══ RECORDS FOR THE TASK ══
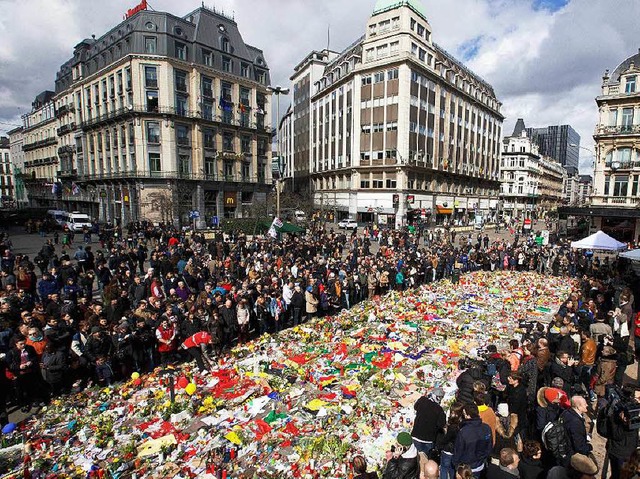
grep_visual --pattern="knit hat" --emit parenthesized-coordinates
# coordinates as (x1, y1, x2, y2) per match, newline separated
(570, 453, 598, 474)
(428, 387, 445, 402)
(544, 387, 570, 409)
(396, 432, 413, 447)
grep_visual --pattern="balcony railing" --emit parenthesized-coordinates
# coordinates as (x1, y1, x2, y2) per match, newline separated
(595, 196, 640, 206)
(24, 157, 58, 168)
(604, 160, 640, 170)
(55, 104, 75, 119)
(77, 170, 270, 184)
(57, 123, 76, 136)
(594, 124, 640, 135)
(80, 105, 271, 132)
(22, 137, 57, 152)
(58, 145, 75, 155)
(58, 168, 78, 178)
═══
■ DIRECTIONS ■
Your copy should match every entry above exactly and contain no pictures.

■ SOLUTION TO THE EXERCISE ■
grep_visual --pattern="knit hat" --emit parenthesized-coordinates
# coordinates as (x1, y1, x2, y2) per match, newline separated
(570, 453, 598, 474)
(428, 387, 445, 402)
(544, 387, 570, 409)
(396, 432, 413, 447)
grep_visual --pattern="balcony railing" --emit parenthesized-coordinates
# coordinates as (x1, y1, x2, y2) per match, newline separated
(595, 196, 640, 206)
(24, 157, 58, 168)
(604, 160, 640, 170)
(55, 104, 75, 119)
(77, 170, 270, 184)
(57, 123, 76, 136)
(594, 124, 640, 135)
(80, 105, 271, 132)
(22, 137, 57, 152)
(58, 145, 75, 155)
(58, 168, 78, 178)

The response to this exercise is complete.